(NEXSTAR/KLAS) – A group of tourists has been rescued from the Grand Canyon Caverns in Peach Springs, Arizona, after becoming stranded approximately 200 feet underground on Sunday, officials with the Coconino County Sheriff’s Office said.
The tour group originally became stuck after the elevator that was supposed to bring them back to the surface stopped working, officials said. Attempts to repair the elevator were unsuccessful, and members of the group were allowed to stay overnight in a hotel suite “located in the bottom of the cavern” after it was determined they would not be able to climb 21 flights up the emergency staircase.
“They had some physical limitations. The stairs are not like hotel stairs, they’re like a fire escape,” said Jon Paxton, the public information officer with the Coconino Sheriff’s Office.
The following day, members of the sheriff’s office and the Flagstaff Fire Department constructed a “technical rope rescue system” to hoist the stranded tourists up the elevator shaft one at a time, according to a news release issued Tuesday afternoon.

Problems to solve →
**a.** Rewrite the Grand Canyon Caverns rescue story from "The tour group" to "Coconino Sheriff’s Office.", with "emergency staircase" changed to "emergency stairwell".
**b.** Continue the Grand Canyon Caverns rescue story, starting after its final sentence.

Records shown →
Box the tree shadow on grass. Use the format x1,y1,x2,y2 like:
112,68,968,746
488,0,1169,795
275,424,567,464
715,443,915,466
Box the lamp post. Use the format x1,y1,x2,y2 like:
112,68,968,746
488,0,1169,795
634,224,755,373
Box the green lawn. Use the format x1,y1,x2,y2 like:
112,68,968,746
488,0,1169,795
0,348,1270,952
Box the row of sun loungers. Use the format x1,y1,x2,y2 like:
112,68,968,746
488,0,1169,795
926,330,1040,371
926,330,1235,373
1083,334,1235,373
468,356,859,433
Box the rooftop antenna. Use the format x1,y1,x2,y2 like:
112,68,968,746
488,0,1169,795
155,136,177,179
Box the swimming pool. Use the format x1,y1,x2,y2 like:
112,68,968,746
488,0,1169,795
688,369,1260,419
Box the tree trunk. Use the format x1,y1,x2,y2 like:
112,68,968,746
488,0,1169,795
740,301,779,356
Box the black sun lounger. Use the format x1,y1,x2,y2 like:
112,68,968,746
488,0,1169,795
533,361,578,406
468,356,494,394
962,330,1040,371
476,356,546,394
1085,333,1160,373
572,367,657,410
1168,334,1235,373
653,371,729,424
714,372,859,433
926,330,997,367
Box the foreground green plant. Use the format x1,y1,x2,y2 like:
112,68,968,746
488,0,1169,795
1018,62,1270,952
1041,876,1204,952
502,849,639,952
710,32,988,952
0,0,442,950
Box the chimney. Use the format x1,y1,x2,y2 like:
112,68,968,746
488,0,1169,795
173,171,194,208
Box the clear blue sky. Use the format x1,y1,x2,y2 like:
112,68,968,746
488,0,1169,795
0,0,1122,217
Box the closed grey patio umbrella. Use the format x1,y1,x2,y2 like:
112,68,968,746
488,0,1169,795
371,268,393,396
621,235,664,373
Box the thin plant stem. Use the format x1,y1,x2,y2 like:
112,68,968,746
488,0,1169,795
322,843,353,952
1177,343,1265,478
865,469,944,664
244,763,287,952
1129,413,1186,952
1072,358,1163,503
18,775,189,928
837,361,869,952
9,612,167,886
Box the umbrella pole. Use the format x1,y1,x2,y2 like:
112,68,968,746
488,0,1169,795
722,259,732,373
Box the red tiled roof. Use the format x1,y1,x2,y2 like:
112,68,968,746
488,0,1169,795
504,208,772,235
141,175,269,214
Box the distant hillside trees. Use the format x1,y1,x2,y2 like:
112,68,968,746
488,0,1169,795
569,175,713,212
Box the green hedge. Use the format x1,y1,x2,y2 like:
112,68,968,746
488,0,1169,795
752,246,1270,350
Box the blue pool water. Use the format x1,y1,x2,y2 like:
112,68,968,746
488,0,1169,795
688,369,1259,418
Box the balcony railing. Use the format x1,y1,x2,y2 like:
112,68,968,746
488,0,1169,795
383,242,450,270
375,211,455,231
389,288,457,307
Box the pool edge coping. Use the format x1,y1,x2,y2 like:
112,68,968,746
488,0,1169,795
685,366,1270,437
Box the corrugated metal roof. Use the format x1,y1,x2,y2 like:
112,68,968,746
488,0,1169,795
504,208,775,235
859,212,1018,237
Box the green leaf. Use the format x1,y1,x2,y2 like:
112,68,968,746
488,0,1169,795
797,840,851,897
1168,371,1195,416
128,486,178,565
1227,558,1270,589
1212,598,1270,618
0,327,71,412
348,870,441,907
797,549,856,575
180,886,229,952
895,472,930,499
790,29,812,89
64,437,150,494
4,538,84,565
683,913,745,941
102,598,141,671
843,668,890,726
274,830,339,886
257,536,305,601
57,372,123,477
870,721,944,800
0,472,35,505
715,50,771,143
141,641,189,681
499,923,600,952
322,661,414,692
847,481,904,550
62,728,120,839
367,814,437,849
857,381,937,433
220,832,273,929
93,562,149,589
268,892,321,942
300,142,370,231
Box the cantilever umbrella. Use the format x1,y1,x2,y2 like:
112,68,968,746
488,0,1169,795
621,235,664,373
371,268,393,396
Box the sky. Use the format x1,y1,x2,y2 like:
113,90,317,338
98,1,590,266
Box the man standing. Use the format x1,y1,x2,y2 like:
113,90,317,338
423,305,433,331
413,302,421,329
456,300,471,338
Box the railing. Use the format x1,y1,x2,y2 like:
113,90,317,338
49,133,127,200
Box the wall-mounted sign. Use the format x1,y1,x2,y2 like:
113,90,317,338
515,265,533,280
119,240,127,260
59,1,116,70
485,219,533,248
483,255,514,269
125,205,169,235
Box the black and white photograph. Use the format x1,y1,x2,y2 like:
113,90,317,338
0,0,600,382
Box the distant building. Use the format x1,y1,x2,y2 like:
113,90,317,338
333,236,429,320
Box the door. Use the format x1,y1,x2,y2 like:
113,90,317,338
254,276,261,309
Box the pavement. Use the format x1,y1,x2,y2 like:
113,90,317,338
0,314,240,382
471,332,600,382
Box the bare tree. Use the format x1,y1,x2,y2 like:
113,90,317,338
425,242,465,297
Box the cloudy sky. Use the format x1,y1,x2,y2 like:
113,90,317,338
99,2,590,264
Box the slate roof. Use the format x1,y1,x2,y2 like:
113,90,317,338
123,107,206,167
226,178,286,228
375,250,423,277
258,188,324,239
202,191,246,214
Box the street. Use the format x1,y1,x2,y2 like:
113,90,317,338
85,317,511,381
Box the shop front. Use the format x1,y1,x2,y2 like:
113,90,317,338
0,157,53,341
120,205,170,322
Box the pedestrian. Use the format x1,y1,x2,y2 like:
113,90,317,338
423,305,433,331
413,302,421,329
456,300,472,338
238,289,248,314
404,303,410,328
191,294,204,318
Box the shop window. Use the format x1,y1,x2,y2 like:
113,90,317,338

Responses per task →
**a.**
The tour group originally became stuck after the elevator that was supposed to bring them back to the surface stopped working, officials said. Attempts to repair the elevator were unsuccessful, and members of the group were allowed to stay overnight in a hotel suite “located in the bottom of the cavern” after it was determined they would not be able to climb 21 flights up the emergency stairwell.
“They had some physical limitations. The stairs are not like hotel stairs, they’re like a fire escape,” said Jon Paxton, the public information officer with the Coconino Sheriff’s Office.

**b.**
Each lift took about 15 minutes, the sheriff’s office said. All members were above ground by 6 p.m. Monday.
“Once on the surface, the members of the party were evaluated by personnel from the Sheriff’s Office and Flagstaff Fire Department,” according to the news release. “None of the party suffered any medical issues requiring treatment on scene.”
Mechanics were brought to the site of the malfunctioning elevator on Tuesday. A representative for Grand Canyon Caverns was not immediately available to offer further details.
The Grand Canyon Caverns, located approximately 200 feet below ground near Peach Springs, are said to be the largest dry caverns in the country, according to the caverns’ tourism site. Visitors can schedule tours and spelunking expeditions, or even book the underground cavern suite — which offers two beds, DVDs, books, a kitchenette, and an “RV style bathroom” — for $1,000 per night, according to the website.